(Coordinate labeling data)
-- Begin --

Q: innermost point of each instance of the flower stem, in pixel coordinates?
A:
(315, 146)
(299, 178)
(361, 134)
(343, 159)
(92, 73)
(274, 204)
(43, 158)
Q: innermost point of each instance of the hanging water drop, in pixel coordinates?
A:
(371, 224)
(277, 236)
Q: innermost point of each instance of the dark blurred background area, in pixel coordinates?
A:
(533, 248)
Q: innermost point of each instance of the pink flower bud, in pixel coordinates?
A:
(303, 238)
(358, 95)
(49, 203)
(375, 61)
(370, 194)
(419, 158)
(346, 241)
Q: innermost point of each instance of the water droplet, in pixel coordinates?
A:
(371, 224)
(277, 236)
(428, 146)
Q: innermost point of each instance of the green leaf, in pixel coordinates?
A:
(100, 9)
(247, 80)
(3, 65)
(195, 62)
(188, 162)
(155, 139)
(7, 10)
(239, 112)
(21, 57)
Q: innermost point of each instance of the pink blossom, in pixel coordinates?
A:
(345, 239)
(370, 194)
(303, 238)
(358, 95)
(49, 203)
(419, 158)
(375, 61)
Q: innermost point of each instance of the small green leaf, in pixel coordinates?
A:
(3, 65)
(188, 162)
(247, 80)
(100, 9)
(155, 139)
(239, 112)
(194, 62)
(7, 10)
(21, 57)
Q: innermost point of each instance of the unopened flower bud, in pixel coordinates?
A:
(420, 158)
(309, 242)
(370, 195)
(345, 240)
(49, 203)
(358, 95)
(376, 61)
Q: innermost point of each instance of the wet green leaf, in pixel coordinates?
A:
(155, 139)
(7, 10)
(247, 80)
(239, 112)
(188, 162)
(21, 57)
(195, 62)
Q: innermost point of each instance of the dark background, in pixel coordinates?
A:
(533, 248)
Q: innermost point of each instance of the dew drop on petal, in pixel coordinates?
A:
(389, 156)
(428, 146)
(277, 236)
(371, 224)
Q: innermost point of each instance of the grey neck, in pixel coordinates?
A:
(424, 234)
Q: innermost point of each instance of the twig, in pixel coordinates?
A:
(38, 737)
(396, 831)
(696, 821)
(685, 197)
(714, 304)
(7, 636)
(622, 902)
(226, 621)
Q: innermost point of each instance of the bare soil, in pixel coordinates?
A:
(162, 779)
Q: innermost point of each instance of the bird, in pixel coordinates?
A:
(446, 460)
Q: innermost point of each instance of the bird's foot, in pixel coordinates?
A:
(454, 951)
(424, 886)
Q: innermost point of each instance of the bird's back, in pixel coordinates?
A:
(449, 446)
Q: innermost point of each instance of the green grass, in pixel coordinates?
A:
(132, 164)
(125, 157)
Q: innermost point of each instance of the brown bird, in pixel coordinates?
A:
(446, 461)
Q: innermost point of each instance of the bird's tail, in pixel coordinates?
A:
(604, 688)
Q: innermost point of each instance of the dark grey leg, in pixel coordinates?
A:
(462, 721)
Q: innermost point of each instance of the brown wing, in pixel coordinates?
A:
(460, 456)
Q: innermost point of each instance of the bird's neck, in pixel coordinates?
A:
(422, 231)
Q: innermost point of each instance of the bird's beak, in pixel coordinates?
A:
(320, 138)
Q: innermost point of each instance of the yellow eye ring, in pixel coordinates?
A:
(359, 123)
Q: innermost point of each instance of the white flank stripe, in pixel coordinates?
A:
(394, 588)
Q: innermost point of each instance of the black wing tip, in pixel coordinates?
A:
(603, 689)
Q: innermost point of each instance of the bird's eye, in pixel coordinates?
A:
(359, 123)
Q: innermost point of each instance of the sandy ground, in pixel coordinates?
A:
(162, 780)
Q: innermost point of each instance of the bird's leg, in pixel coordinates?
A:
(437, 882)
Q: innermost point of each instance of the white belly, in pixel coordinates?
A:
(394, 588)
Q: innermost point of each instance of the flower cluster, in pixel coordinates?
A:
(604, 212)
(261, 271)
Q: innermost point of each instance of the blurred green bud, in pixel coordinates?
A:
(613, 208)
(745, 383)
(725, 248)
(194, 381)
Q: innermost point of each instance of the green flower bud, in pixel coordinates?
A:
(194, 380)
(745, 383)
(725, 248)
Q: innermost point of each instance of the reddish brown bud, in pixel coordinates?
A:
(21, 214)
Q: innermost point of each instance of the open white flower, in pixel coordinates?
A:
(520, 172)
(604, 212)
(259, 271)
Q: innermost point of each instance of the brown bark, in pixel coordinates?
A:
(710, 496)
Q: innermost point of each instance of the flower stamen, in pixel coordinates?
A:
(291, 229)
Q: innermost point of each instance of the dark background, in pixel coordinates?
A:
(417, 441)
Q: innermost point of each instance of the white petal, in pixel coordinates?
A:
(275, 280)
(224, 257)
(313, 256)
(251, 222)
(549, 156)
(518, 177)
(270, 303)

-- End --

WHAT IS NEEDED:
Lay out the items as a Markdown table with the columns "Row" and "Line," starting at the line that contains "Q: innermost point of each instance of the reddish" and ending at the last line of the items, leaving out any blank lines.

FINAL RESULT:
| Row | Line |
|---|---|
| 1 | Q: innermost point of each instance of the reddish brown bud, in pixel coordinates? |
| 2 | A: |
| 3 | (21, 214) |
| 4 | Q: innermost point of each instance of the open white flower, in pixel coordinates? |
| 5 | A: |
| 6 | (520, 172) |
| 7 | (604, 212) |
| 8 | (259, 271) |
| 9 | Q: innermost point of each instance of the brown bark, in pixel coordinates? |
| 10 | A: |
| 11 | (710, 496) |
| 12 | Q: innermost point of each instance of the flower stamen, in pixel coordinates? |
| 13 | A: |
| 14 | (291, 229) |
| 15 | Q: innermost point of each instance of the dark background, in pixel coordinates? |
| 16 | A: |
| 17 | (417, 441) |
| 18 | Q: innermost point of each instance of the white petal, in pixel coordinates? |
| 19 | A: |
| 20 | (275, 280) |
| 21 | (224, 257) |
| 22 | (313, 256) |
| 23 | (251, 222) |
| 24 | (549, 156) |
| 25 | (518, 177) |
| 26 | (270, 303) |